◆ TÂCHE 1 ◆
Veuillez recopier le passage sur la cueillette des clous de girofle en commençant à « Travail très minutieux. » et en terminant à « devient tout chauve ! », et remplacez « guetteur » par « sentinelle ».

◆ PASSAGE FOURNI ◆
Samedi 17 septembre, 8h du matin. Le frère de mon voisin est revenu dans le dernier giroflier encore dressé devant la maison pour terminer la cueillette  de ces clous qui valent de l’or, ou presque. Il les attrape un à un, tout près de la cime de l’arbre. Vertigineux.

Le giroflier mesure une quinzaine de mètres. Comme la pente est raide, l’homme se trouve très exactement à la hauteur de la terrasse d’où je l’observe et le photographie de temps en temps.

Nous nous sommes d’abord salués à la musulmane, un peu surpris et gênés. Toute proportion gardée, cela ressemble fort à l’apparition incongrue du laveur de carreaux dans votre appart...

Le cueilleur est muni d’un grand sac de toile et de sa serpette, instrument qui ne quitte quasiment jamais les paysans et autres cueilleurs  qui rôdent et maraudent ici dans les sous-bois. Parfois, il plante celle-ci sur une branche déjà étêtée pour l’avoir mieux à sa main.

Ces dernières minutes, il converse avec son beau gosse de beau-frère.  De très brèves phrases de part et d’autre tandis que la main droite de notre acrobate ne cesse de grappiller les clous.

Le plus souvent, il coupe avec sa serpette une branche, la ramène près de lui avant de l’éplucher. Une longue corde de sécurité, ceinte autour de sa taille, le relie à la terre.

Les clous de girofle valent cher sur le marché local. Une fois cueillis, ils sont séchés assez longtemps – une semaine ? – sur des grandes bâches de plastique étendues le long des routes, au soleil.

Le giroflier et ses clous nous appartiennent. Je crois comprendre que nous trouverons un deal  avec Dayat, celui-ci nous rendant de menus services en échange de la récolte. C’est semble-t-il l’usage à Bali. Des clous quoi !

Travail très minutieux. Tout en oeuvrant, l’homme ne cesse, tel un guetteur, d’observer d’autres rameaux pour mieux repérer ses futures prises. Au fur et à mesure de la cueillette, il jette les branches au sol ; le giroflier en devient tout chauve !

Le temps ne cesse de changer. Nuageux d’abord, il fut un bref instant ensoleillé. Nous voici plongés dans un épais brouillard, lequel se lève déjà sur la vallée. Spectacle pour un seul spectateur d’autant plus puissant que la scène se déroule à une douzaine de mètres de mes yeux.

Matahari (!), le soleil,  joue à cache-cache avec la brume.

La forêt équatoriale brille ce matin d’autant plus qu’une pluie abondante et bienvenue est tombée cette nuit sur le Lempuyang et le Seraya. Les palmiers surtout, parfois géants, attrapent la lumière à merveille, tout comme les banyans, souvent sacrés, et les manguiers.

Festival où les verts dominent, tendres ou plus denses, plus profonds, selon la nature du sujet. Puis vient le gris des troncs, comme celui de l’arbre à durian – autre denrée de prix - que je pourrais presque toucher.

Vers le sud, le regard est  comme toujours happé par le blanc de l’écume des vagues à la pointe de Taman Ujung, second palais aquatique de la région construit au siècle dernier pour la dernière dynastie balinaise du royaume de  Karangasem. Peu d’écume ce matin. Et donc, pas ou peu de rouleaux pour les surfers sur les plages à l’entour. Du moins pour l’instant.

◆ ENTRÉES ◆
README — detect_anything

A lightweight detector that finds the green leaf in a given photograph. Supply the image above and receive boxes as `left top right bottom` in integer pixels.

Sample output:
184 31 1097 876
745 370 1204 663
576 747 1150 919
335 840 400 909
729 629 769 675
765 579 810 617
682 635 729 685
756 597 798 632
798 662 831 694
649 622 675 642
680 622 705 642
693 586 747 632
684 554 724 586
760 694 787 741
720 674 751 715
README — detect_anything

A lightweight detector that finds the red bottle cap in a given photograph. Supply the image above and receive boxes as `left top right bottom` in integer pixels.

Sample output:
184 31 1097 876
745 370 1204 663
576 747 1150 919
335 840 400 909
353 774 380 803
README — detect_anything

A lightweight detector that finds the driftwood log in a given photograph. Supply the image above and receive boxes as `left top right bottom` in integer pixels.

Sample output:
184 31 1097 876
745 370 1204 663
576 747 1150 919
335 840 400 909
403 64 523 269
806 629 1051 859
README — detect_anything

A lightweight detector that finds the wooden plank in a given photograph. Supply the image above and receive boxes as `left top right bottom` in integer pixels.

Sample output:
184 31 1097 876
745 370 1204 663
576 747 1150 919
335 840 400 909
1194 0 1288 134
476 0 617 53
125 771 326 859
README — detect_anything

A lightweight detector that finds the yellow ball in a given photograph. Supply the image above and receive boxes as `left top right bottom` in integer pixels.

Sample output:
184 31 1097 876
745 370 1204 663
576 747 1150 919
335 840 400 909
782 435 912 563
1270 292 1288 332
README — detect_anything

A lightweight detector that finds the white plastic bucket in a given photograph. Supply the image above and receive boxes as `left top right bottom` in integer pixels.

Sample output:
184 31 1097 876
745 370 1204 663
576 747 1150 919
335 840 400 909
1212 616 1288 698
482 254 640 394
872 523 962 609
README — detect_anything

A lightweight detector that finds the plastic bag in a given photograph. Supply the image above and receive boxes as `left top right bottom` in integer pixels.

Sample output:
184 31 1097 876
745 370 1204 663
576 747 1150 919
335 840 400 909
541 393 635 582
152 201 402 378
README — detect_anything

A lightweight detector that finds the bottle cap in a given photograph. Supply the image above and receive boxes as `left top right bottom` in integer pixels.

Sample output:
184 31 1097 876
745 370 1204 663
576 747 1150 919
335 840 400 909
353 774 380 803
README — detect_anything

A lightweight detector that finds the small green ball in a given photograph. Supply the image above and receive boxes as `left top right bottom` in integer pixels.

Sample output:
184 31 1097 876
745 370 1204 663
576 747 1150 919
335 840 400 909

◆ TÂCHE 2 ◆
Comptez les lignes des rangées qui contiennent la chaîne « ball ». Donnez seulement ce nombre.

◆ RÉPONSE ÉCRITE 1 ◆
Travail très minutieux. Tout en oeuvrant, l’homme ne cesse, tel un sentinelle, d’observer d’autres rameaux pour mieux repérer ses futures prises. Au fur et à mesure de la cueillette, il jette les branches au sol ; le giroflier en devient tout chauve !

◆ RÉPONSE ÉCRITE 2 ◆
2